-- Text segment start --
# Salt Fork Crappie Mount



## BABS (Feb 4, 2005)

Here are a few pictures of the two Crappie I caught in March 2012 out of Salt Fork. The largest fish was 16.75" and weighed 3.2lbs. The other fish was 16" and weighed 3lbs.


----------



## I_WALL_I (Apr 27, 2006)

Great catch's!! My biggest in March was only 15 1/2" on SF!! You seem to keep those crappie dialed in. Keep up the good work, I enjoy your' posts!


----------



## 9Left (Jun 23, 2012)

very good looking mounts too!


----------



## BABS (Feb 4, 2005)

The Crappies were mounted by "Big Jims Taxidermy" out of Strasburg. He did great job!
-- Text segment end --
Exercise instructions:
a) Reproduce verbatim the passage of the crappie mount thread from "# Salt Fork" up to and including "and weighed 3lbs.".
b) Write the next part of the crappie mount thread, starting after its final post.
The data that come next are not needed.
-- Raw data start --
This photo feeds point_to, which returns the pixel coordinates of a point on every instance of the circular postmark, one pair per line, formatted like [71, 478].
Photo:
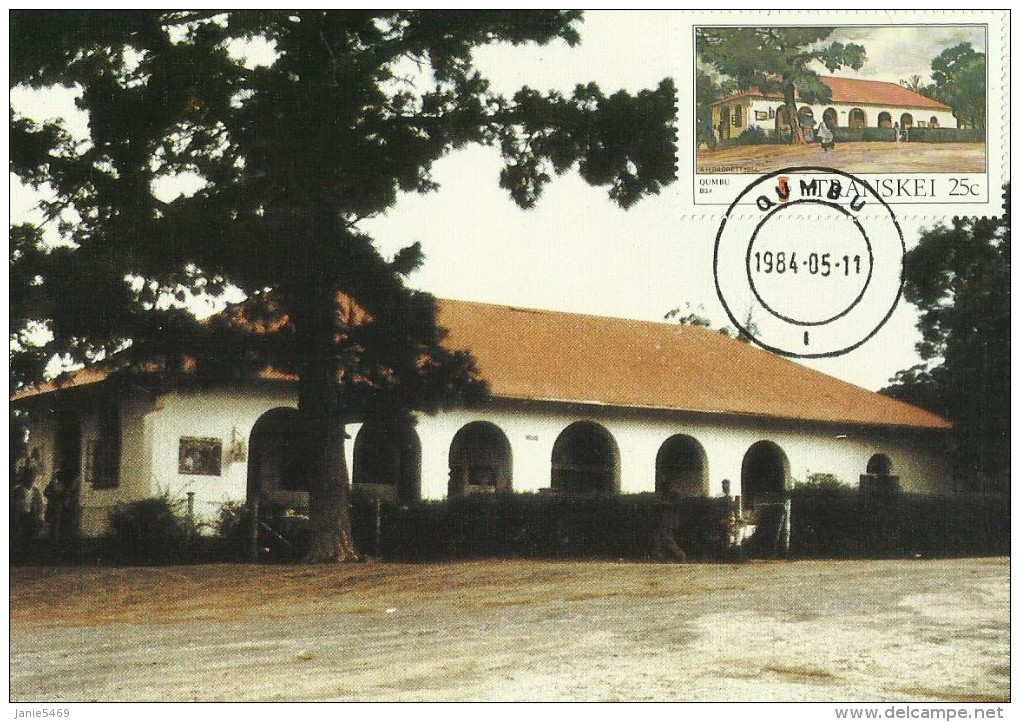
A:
-- Raw data end --
The responses:
a)
# Salt Fork Crappie Mount



## BABS (Feb 4, 2005)

Here are a few pictures of the two Crappie I caught in March 2012 out of Salt Fork. The largest fish was 16.75" and weighed 3.2lbs. The other fish was 16" and weighed 3lbs.

b)
----------



## dugworm (May 23, 2008)

Couple a nice fish for sure!


----------



## pjgraham2006 (Mar 27, 2006)

Beautiful mounting ! And very nice catc!!!


----------



## greendragon (Sep 20, 2007)

Nice job Babbs, Salt Fork really does have big crappie.


----------



## All Eyes (Jul 28, 2004)

Very nice! Those are some huge crappie! They did a great job on the taxidermy for you. Very natural looking.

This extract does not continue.